- Problem description
Show all lines containing "space" from the data below.

- Data for review
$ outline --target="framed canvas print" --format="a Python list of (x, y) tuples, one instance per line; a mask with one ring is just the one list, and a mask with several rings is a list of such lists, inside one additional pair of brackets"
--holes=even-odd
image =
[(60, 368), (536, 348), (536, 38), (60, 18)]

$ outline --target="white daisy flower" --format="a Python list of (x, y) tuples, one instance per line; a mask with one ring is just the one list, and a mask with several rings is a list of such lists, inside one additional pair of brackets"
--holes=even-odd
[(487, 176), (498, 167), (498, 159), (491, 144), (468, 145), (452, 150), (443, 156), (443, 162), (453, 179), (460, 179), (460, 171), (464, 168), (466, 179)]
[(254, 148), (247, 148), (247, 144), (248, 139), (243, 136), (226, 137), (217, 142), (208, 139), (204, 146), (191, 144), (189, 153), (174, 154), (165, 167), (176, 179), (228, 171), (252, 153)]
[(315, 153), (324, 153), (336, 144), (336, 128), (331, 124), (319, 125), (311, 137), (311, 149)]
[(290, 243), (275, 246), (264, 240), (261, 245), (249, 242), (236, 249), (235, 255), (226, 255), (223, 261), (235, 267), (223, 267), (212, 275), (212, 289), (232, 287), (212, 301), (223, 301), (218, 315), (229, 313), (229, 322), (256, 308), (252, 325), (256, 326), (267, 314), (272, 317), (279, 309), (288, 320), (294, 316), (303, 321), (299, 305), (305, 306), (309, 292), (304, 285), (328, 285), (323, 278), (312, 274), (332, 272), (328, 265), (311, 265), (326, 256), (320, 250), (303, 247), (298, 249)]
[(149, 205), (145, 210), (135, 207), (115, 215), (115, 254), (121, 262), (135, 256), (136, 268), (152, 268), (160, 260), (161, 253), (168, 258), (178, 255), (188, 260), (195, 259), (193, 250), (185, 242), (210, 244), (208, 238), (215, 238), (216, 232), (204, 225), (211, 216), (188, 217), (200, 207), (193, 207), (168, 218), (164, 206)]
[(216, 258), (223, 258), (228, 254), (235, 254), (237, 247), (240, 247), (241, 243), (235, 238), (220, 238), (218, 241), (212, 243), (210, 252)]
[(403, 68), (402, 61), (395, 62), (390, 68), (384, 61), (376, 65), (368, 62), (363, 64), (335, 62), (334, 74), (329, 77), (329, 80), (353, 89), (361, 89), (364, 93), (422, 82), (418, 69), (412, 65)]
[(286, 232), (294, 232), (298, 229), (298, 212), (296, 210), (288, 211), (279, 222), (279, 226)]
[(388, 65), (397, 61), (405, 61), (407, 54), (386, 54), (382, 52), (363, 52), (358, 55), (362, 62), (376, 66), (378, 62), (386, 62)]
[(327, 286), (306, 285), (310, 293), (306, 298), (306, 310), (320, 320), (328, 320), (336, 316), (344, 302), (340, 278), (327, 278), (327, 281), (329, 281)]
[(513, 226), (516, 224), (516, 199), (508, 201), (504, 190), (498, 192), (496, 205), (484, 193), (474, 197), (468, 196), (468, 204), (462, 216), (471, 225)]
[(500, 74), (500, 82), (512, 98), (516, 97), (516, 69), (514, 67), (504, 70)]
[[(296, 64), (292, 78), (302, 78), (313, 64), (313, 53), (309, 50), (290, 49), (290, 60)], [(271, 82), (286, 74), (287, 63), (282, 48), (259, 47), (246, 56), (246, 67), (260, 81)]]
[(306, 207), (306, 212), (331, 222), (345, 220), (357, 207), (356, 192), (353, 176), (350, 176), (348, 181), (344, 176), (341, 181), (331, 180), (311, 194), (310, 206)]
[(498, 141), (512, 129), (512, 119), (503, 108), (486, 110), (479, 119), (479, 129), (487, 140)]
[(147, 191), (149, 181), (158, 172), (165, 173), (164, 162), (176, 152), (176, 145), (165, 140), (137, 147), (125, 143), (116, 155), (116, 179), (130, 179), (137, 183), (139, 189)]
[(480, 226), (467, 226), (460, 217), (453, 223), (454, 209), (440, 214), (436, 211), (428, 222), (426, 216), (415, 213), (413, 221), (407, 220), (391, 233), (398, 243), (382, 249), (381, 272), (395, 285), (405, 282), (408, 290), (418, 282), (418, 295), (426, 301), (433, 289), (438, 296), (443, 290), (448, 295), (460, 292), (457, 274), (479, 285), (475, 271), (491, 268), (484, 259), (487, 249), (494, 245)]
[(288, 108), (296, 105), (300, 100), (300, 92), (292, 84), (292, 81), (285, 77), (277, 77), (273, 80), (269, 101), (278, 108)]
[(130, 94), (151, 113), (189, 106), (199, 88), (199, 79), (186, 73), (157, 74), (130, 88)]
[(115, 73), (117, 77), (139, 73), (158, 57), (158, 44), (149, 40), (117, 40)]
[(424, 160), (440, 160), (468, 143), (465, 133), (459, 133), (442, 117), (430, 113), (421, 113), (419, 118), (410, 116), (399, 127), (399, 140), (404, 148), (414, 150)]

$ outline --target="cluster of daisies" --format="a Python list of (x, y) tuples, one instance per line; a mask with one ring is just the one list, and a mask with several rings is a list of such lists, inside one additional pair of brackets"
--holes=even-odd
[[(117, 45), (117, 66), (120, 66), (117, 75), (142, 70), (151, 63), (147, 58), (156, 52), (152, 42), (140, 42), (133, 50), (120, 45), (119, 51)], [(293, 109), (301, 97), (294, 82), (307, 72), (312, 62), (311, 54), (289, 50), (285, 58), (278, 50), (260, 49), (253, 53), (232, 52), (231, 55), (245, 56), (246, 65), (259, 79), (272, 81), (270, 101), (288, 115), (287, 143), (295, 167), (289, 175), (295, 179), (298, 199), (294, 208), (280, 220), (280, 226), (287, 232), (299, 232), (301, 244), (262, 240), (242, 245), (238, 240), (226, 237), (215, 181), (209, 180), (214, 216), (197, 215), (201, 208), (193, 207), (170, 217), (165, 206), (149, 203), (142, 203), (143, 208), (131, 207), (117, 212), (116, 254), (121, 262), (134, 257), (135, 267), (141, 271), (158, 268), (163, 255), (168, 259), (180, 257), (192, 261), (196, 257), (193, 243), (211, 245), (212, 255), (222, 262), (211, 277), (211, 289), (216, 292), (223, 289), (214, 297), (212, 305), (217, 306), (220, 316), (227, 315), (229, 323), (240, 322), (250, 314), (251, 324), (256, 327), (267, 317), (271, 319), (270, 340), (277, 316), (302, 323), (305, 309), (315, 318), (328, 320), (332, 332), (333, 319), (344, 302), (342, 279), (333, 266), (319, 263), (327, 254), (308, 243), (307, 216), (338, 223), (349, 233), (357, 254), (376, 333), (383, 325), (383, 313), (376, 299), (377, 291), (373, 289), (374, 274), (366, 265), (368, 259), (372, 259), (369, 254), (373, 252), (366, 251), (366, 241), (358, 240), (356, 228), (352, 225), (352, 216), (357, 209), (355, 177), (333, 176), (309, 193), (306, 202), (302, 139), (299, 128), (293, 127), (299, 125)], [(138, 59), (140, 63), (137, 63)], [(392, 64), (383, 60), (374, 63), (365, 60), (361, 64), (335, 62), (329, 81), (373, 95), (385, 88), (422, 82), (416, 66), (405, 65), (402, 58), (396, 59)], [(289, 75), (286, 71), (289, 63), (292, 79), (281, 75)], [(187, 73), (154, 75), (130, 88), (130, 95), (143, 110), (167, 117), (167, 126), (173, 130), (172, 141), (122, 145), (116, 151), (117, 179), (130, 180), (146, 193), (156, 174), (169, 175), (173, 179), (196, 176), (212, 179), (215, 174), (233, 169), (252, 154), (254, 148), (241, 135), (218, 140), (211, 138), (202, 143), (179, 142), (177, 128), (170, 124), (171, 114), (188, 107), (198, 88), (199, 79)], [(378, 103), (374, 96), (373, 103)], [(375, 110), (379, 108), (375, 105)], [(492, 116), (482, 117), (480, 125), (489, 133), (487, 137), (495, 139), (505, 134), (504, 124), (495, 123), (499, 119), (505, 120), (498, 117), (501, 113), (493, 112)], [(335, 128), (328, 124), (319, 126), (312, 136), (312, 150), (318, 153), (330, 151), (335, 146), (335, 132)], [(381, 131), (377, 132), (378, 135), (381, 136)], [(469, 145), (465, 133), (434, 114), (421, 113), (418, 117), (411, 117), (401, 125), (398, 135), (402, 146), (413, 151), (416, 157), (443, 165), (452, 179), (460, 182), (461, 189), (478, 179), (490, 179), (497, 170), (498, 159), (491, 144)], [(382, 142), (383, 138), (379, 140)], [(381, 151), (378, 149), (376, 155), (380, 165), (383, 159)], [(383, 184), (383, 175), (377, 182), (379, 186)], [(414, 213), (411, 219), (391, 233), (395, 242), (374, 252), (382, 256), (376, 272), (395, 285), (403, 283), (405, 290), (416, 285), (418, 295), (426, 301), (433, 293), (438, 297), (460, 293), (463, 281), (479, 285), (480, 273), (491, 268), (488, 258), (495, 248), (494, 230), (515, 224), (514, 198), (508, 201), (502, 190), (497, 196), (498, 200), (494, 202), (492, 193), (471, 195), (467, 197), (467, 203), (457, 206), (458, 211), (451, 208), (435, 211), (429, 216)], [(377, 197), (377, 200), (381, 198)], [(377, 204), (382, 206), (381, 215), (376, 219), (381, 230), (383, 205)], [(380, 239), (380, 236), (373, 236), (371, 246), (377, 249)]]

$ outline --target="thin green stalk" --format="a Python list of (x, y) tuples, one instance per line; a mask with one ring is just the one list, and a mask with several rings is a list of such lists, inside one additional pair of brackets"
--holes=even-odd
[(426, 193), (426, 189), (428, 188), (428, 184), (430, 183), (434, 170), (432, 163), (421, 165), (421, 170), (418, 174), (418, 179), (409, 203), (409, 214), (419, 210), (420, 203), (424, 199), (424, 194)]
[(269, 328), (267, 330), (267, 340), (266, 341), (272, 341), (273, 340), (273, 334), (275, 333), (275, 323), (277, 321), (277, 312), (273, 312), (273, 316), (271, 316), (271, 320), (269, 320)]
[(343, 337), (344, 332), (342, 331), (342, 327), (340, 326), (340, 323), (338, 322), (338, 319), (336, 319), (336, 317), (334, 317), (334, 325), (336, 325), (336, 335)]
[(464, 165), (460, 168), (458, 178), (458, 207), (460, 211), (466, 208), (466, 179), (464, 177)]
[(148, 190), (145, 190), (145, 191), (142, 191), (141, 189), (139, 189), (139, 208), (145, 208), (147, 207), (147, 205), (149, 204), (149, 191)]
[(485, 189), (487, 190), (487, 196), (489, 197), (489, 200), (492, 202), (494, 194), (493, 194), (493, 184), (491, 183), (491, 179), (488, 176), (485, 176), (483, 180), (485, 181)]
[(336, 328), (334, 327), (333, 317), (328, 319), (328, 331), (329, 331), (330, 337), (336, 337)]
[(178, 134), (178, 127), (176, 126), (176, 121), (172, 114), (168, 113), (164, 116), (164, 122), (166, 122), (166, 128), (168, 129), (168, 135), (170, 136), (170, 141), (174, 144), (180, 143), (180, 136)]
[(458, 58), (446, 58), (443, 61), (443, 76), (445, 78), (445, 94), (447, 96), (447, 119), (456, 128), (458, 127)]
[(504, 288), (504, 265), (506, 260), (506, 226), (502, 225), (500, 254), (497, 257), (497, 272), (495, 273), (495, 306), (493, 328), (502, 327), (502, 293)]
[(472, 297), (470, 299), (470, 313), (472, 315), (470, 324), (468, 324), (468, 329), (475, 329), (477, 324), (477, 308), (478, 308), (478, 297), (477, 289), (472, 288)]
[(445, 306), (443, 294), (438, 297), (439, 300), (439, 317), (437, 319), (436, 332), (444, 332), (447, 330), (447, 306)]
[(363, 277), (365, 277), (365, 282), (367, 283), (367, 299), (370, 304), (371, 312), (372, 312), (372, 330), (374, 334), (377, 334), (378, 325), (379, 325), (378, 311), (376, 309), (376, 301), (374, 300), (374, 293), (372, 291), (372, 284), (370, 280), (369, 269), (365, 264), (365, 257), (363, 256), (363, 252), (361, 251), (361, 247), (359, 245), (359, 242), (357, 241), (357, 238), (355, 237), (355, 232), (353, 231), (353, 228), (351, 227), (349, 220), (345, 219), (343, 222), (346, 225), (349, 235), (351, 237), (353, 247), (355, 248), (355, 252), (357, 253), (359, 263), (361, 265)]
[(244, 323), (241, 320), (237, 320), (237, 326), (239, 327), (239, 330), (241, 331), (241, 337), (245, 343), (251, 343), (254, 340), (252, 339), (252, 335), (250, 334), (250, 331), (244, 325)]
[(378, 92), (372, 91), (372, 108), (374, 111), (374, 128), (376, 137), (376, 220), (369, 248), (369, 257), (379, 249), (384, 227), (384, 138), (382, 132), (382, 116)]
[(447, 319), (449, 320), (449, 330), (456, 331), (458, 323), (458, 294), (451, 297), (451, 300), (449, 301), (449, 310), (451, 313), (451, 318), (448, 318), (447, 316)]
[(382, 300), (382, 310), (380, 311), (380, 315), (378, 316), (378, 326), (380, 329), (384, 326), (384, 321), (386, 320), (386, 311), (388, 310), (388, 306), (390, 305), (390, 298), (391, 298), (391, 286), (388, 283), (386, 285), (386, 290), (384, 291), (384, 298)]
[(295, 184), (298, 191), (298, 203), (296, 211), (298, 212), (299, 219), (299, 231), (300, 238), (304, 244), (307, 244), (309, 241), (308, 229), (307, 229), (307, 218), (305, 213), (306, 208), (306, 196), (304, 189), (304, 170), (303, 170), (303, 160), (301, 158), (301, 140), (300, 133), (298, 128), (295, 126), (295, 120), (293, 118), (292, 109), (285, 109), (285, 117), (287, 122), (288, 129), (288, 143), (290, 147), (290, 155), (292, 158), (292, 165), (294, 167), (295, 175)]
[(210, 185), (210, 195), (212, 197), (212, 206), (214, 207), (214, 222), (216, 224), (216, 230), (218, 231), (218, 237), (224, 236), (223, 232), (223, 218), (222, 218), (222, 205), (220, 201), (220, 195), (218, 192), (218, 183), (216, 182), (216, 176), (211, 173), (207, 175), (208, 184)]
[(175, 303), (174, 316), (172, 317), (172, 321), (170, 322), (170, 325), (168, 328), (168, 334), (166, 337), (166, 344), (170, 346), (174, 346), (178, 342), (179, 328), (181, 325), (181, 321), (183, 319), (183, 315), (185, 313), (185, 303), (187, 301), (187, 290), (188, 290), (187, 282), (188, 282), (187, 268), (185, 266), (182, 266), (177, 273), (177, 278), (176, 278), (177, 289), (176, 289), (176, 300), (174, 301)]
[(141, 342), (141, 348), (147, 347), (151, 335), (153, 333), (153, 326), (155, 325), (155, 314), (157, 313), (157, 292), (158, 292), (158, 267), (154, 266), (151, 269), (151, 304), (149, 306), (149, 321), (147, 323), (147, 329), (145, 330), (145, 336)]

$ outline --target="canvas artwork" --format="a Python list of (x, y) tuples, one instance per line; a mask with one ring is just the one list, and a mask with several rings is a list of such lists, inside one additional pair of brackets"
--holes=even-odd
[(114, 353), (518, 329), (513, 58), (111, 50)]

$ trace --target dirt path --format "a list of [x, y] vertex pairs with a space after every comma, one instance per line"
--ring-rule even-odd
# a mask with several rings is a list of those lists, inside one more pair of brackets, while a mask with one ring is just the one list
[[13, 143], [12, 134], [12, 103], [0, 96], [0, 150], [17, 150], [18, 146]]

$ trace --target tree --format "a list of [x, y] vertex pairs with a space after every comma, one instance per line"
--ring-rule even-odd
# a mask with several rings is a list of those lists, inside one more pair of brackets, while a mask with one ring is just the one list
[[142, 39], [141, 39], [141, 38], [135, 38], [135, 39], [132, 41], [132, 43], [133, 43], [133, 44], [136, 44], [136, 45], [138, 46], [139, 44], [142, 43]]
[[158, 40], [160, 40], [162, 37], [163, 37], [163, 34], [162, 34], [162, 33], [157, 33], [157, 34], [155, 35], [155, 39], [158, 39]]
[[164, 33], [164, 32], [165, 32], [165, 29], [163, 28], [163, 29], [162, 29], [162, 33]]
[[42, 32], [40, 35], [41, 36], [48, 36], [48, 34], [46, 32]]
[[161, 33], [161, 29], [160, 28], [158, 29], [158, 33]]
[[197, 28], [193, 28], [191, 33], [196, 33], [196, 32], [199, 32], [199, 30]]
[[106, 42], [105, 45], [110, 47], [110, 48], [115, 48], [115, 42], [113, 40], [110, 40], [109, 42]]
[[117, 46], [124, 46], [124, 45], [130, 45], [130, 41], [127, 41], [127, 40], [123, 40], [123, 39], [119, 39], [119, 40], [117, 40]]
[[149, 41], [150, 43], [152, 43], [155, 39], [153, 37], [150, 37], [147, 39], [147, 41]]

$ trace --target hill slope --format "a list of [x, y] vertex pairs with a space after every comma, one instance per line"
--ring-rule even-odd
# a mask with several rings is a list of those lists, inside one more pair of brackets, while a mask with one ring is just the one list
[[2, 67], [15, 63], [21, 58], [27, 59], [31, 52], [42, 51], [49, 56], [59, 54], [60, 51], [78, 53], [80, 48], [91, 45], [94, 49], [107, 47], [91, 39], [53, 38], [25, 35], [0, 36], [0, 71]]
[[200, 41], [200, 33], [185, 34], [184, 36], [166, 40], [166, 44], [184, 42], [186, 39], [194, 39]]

- Task output
$ trace --target dirt path --format "a list of [x, y] vertex pairs with a space after every comma, one instance per line"
$ trace --target tree --format "a list of [x, y] vertex pairs with a space after every comma, one instance per line"
$ trace --target hill slope --format "a list of [x, y] vertex pairs with a space after every comma, one instance per line"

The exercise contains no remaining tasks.